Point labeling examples
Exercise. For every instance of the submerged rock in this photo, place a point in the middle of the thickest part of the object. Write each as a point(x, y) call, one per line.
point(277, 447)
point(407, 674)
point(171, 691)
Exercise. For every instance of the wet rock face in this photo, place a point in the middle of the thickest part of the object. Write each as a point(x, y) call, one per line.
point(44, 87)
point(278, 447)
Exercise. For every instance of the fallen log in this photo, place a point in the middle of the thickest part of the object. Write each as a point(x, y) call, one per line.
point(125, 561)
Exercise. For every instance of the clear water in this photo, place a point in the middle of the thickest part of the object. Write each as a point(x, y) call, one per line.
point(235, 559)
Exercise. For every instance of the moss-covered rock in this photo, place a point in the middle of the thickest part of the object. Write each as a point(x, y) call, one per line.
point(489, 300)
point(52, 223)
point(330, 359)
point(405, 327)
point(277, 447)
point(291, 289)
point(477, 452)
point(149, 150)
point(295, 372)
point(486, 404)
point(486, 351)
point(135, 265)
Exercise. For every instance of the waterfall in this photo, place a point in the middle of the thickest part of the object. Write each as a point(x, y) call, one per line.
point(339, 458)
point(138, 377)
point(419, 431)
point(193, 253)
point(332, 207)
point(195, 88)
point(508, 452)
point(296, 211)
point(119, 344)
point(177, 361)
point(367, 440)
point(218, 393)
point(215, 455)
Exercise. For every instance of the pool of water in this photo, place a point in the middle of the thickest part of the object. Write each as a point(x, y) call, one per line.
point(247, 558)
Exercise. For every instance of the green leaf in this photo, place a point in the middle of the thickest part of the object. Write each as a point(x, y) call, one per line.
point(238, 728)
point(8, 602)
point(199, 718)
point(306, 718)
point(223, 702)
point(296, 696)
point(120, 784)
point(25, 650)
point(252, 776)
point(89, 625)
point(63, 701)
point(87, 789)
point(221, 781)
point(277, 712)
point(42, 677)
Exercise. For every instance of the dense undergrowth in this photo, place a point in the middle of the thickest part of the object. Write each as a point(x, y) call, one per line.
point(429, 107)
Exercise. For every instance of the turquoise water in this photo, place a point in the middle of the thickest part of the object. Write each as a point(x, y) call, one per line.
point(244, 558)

• **Do this**: Return what is listed above, exactly and completely.

• **Result**:
Exercise. For every instance of the submerged rock in this photo, place a point in the middle of the thickest part of the object. Write each as a point(x, y) call, one per line.
point(277, 447)
point(407, 674)
point(171, 691)
Exercise. For every instance of the wet rock face in this photo, place a point in the middle of the thickest part of the object. Write each as a point(x, y) call, one per line.
point(44, 87)
point(278, 447)
Exercise. For every instance of the fallen log in this photo, place a point in the middle of the thickest part of the object. Write each as a point(x, y) call, one per line.
point(125, 561)
Exercise. For every instance of the clear water in this photo, place a point in the middle of the thickest part of the object. Write each as a point(x, y) call, one per line.
point(235, 559)
Exercise. For every instance of the moss-covered rock in this photo, place a point in the middle of the thickest part of the object. Write each as a point(x, y) call, one per line.
point(489, 300)
point(52, 223)
point(330, 359)
point(405, 327)
point(277, 447)
point(291, 289)
point(477, 452)
point(149, 150)
point(295, 372)
point(486, 404)
point(486, 351)
point(135, 265)
Exercise. For every instance of the waterfall in this photo, place a point in the middle of the thickest part of the object. Write each as a point(x, y) call, one per line.
point(339, 458)
point(138, 377)
point(419, 431)
point(193, 253)
point(332, 207)
point(195, 88)
point(508, 452)
point(296, 211)
point(119, 344)
point(177, 361)
point(367, 440)
point(218, 393)
point(215, 455)
Exercise. For every instance of the pool of water in this photo, place a point in the middle of the thickest part of the object. Write each as a point(x, y) call, one per line.
point(247, 558)
Exercise. For every instance of the green leaf in this photo, place a point in the middle of the thickest part of the object. Write each as a point(x, y) call, one per line.
point(238, 728)
point(8, 602)
point(199, 718)
point(306, 718)
point(223, 702)
point(296, 696)
point(120, 784)
point(25, 650)
point(252, 776)
point(89, 625)
point(63, 701)
point(87, 789)
point(221, 781)
point(277, 712)
point(42, 677)
Exercise. For every instance of the dense undergrowth in this photo, place a point in the middle of the thickest part of the object. Write each as a point(x, y) call, one per line.
point(429, 107)
Exercise. For every instance of the turquoise water in this photo, place a point in the middle of the thickest part of the object. Write each as a point(x, y) call, one per line.
point(244, 558)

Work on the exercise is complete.